## Problem statement:
Show every line of the data below that contains the string "instance", matching case exactly.

(Rows from a dataset)
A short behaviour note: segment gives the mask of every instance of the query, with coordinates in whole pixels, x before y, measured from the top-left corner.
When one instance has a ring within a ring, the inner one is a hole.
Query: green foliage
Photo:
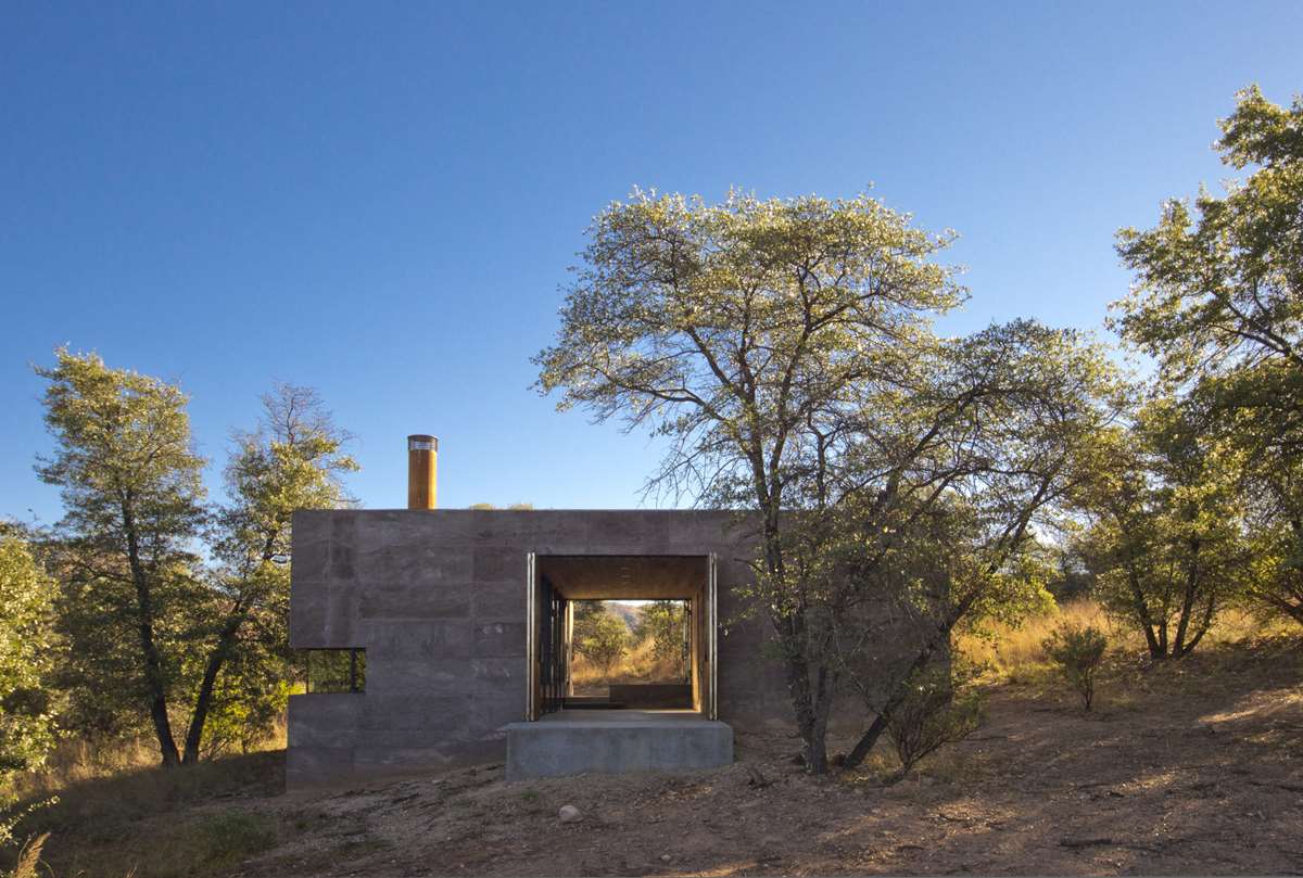
[[[923,758],[946,744],[977,731],[985,719],[985,703],[975,685],[977,668],[955,660],[915,671],[906,683],[906,696],[887,719],[887,737],[907,775]]]
[[[343,477],[357,462],[349,435],[317,392],[276,384],[262,397],[258,429],[238,432],[227,464],[228,505],[216,516],[211,572],[220,610],[195,629],[206,653],[194,696],[186,758],[266,736],[283,713],[294,675],[289,651],[291,522],[297,509],[352,502]],[[208,724],[215,723],[212,728]]]
[[[1079,550],[1096,597],[1141,630],[1153,658],[1194,650],[1247,588],[1238,457],[1188,403],[1158,399],[1130,430],[1101,432],[1078,499],[1092,516]]]
[[[56,438],[39,472],[66,511],[50,548],[69,646],[52,675],[61,722],[96,737],[150,727],[167,765],[248,748],[293,675],[291,516],[351,502],[348,435],[314,391],[278,384],[258,429],[235,435],[229,502],[210,508],[179,388],[94,354],[56,360],[38,369]]]
[[[205,461],[192,449],[186,397],[66,349],[36,373],[48,380],[46,425],[55,436],[55,455],[38,472],[64,502],[60,565],[72,594],[61,603],[86,601],[64,616],[76,625],[65,629],[70,654],[87,671],[76,676],[125,690],[150,718],[164,762],[177,762],[168,701],[188,683],[190,623],[207,606],[194,551],[207,521]],[[86,650],[106,641],[121,644],[108,657],[125,659],[112,668],[121,677]]]
[[[46,689],[59,649],[53,598],[27,545],[0,535],[0,780],[39,766],[53,744]]]
[[[628,646],[628,627],[605,610],[594,620],[590,633],[575,644],[580,654],[602,668],[606,676],[610,676],[611,668],[624,658]]]
[[[1252,86],[1221,129],[1222,162],[1251,173],[1118,233],[1138,283],[1114,327],[1238,456],[1225,462],[1247,489],[1246,594],[1303,623],[1303,99],[1283,108]]]
[[[653,658],[674,662],[680,673],[687,673],[683,650],[685,625],[687,610],[681,601],[653,601],[642,607],[637,637],[650,638]]]
[[[559,408],[670,439],[650,489],[756,515],[743,597],[770,616],[814,771],[839,677],[899,640],[861,608],[917,619],[898,692],[959,619],[1042,601],[1015,571],[1031,518],[1108,417],[1111,370],[1076,333],[933,332],[966,296],[934,262],[951,240],[868,195],[636,191],[594,221],[536,357]]]
[[[1045,655],[1058,667],[1078,694],[1081,706],[1091,709],[1095,701],[1095,672],[1104,660],[1109,641],[1095,625],[1084,628],[1063,623],[1041,642]]]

## Written response:
A short behaviour note: segment gives the mask of every instance of the query, with coordinates in whole pixels, x before y, measured from the top-left corner.
When one instance has a ring within a ring, the inner one is a hole.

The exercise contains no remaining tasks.